Exercise details ::
Return every line of the material below that contains the word "earring".

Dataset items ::
↓↓↓

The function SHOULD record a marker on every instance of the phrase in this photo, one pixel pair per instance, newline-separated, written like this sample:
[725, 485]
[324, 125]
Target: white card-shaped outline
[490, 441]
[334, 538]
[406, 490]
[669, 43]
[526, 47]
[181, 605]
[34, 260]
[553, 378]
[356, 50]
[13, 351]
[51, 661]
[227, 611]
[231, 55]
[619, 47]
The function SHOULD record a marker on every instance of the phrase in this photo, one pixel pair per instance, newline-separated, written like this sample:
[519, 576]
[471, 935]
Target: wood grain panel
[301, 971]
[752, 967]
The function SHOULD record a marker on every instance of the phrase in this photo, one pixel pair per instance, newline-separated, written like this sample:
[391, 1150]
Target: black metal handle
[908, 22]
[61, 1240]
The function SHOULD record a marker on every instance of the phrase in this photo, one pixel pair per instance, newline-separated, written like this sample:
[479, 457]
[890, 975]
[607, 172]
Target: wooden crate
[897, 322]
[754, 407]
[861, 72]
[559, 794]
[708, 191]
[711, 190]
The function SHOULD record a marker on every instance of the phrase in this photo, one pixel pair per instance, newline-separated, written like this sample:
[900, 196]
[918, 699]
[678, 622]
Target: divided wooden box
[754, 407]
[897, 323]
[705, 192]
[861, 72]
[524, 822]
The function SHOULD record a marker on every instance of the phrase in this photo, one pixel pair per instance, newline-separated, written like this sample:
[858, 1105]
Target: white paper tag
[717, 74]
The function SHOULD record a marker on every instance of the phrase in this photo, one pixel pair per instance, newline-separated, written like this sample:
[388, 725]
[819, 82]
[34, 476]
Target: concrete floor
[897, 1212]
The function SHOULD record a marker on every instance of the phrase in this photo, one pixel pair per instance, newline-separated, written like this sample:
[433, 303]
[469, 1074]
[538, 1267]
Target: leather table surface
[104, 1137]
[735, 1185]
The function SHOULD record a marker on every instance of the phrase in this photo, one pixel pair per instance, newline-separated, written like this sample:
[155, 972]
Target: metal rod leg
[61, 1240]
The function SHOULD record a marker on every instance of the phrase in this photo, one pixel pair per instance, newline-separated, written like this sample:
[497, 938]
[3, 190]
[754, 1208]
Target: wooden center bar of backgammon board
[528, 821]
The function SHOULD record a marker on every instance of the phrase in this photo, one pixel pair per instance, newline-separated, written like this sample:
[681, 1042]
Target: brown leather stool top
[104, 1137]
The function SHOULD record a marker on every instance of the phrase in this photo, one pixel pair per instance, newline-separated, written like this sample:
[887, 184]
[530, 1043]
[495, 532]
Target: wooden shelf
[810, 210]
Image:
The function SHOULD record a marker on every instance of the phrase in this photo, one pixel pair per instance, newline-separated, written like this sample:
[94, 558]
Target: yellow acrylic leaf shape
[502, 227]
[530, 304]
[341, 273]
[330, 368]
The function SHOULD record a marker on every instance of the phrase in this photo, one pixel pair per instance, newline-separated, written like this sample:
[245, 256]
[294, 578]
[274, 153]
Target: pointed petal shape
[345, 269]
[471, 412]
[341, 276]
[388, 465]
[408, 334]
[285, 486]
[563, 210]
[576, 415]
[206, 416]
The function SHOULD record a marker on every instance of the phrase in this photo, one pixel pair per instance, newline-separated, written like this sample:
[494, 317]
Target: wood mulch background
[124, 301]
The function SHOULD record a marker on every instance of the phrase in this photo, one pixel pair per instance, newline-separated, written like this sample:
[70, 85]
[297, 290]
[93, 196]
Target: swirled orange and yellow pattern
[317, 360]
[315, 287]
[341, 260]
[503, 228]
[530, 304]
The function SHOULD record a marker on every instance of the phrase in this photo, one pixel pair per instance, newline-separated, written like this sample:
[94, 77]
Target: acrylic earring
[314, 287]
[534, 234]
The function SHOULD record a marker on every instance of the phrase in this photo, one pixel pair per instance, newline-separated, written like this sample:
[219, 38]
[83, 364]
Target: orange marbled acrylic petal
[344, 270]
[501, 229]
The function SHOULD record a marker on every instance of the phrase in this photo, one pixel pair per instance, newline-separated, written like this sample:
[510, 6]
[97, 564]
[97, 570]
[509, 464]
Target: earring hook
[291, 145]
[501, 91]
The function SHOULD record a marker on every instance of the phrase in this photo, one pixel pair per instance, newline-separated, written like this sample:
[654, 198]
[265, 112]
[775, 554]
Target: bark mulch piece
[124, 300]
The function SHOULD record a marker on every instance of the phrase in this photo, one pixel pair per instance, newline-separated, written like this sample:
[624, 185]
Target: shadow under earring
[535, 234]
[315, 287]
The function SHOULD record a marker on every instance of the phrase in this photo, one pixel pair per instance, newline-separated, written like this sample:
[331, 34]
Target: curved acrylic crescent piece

↑↑↑

Response to the exercise ::
Target: acrylic earring
Target: earring hook
Target: shadow under earring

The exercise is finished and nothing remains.